• Provided text
Revenge of a forgotten medical 'genius'
A commemorative plaque for pioneering scientist Ignaz Phillip Semmelweis stands in the garden of the General Hospital in Vienna.


It's not an uncommon fate for a pioneering scientist: languishing unrecognized in his time before dying in obscurity. But as his 200th birthday approaches, the life-saving work of a Hungarian obstetrician is finally getting its due.

Decades before Louis Pasteur won widespread acceptance for the germ theory of disease, Ignac Semmelweis was battling his peers to accept what is today medical orthodoxy – doctors should thoroughly disinfect their hands before treating patients.

Born on July 1 1818, Semmelweis joined the obstetrics department of Vienna's general hospital in 1846 and was immediately struck by the extremely high maternal mortality rate in the wing where student doctors trained: it stood at more than 10 percent, at times going up to almost 40 percent.

By contrast, in the neighboring wing where midwives trained, the rate stayed under the contemporary average of three percent.

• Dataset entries
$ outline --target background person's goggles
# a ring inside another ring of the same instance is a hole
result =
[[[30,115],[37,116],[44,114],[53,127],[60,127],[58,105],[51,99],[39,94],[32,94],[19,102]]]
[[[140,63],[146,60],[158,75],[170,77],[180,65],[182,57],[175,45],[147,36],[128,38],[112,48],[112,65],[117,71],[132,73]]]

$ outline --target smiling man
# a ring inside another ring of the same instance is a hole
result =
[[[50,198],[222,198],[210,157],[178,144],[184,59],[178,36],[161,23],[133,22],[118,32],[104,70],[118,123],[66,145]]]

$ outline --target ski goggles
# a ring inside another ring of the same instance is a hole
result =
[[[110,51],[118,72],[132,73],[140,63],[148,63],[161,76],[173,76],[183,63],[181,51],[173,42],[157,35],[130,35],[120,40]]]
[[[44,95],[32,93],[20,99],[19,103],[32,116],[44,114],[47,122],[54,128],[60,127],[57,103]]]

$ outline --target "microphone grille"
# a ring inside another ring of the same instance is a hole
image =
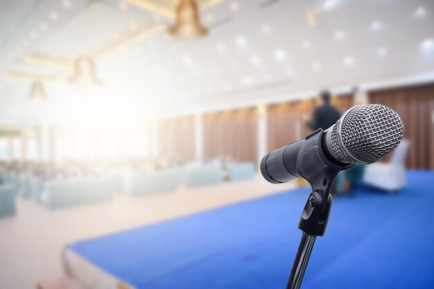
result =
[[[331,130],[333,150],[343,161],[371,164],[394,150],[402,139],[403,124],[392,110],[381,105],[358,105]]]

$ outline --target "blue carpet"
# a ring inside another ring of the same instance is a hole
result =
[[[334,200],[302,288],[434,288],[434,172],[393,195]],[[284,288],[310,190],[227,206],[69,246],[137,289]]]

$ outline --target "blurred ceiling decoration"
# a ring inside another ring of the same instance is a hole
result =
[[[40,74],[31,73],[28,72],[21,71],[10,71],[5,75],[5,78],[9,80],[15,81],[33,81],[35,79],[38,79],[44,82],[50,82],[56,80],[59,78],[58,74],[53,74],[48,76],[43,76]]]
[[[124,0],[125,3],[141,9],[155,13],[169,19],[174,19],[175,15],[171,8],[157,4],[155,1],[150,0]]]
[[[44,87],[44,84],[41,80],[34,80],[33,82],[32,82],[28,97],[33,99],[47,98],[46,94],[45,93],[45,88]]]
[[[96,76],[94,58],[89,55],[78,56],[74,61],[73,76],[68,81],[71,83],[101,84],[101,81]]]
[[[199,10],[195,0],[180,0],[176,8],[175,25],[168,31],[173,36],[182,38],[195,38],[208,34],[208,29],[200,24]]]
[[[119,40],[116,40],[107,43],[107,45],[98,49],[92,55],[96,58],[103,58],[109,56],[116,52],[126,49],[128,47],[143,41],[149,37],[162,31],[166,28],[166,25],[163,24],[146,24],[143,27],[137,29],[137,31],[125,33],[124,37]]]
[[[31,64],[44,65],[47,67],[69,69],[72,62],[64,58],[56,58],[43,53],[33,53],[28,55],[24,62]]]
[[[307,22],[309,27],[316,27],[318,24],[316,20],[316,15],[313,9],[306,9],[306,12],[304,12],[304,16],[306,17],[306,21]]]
--
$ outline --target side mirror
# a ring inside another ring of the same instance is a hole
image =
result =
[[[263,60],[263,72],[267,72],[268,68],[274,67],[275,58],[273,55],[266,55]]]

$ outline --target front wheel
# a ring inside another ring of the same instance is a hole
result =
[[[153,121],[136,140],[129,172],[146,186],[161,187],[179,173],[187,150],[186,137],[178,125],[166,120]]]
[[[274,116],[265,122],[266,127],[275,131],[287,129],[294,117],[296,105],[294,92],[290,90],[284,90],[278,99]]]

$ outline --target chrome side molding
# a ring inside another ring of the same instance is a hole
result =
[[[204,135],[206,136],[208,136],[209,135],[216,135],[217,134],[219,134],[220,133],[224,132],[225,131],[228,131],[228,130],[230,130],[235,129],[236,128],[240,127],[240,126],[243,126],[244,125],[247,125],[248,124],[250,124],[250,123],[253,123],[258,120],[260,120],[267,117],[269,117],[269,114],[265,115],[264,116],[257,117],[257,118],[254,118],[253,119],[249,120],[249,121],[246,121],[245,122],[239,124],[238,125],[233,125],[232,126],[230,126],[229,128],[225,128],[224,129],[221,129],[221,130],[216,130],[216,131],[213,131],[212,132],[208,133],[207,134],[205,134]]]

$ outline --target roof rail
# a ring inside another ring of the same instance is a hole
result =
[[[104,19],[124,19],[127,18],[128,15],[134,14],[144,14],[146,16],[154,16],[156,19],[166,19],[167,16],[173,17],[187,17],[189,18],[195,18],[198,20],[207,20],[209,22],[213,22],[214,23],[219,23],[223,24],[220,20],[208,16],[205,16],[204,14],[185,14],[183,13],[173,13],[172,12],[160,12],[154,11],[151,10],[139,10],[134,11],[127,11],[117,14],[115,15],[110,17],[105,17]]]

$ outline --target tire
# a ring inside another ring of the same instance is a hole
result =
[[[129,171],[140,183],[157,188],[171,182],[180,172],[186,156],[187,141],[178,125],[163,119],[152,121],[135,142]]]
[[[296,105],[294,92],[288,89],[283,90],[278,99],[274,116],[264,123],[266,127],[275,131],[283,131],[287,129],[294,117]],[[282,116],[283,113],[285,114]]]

• Required work
Decide whether each statement below agrees with the text on Semmelweis. Answer yes or no for each, and quote the words from the text that settle it.
(a) Semmelweis joined the obstetrics department of Vienna's general hospital in 1846.
(b) In the wing where midwives trained, the maternal death rate was higher than the average of the time.
(c) Semmelweis pressed his point only after Pasteur's germ theory had won wide acceptance.

• Answer to this problem
(a) Yes: "Semmelweis joined the obstetrics department of Vienna's general hospital in 1846"
(b) No: "the rate stayed under the contemporary average of three percent"
(c) No: "Decades before Louis Pasteur won widespread acceptance for the germ theory of disease, Ignac Semmelweis was battling his peers"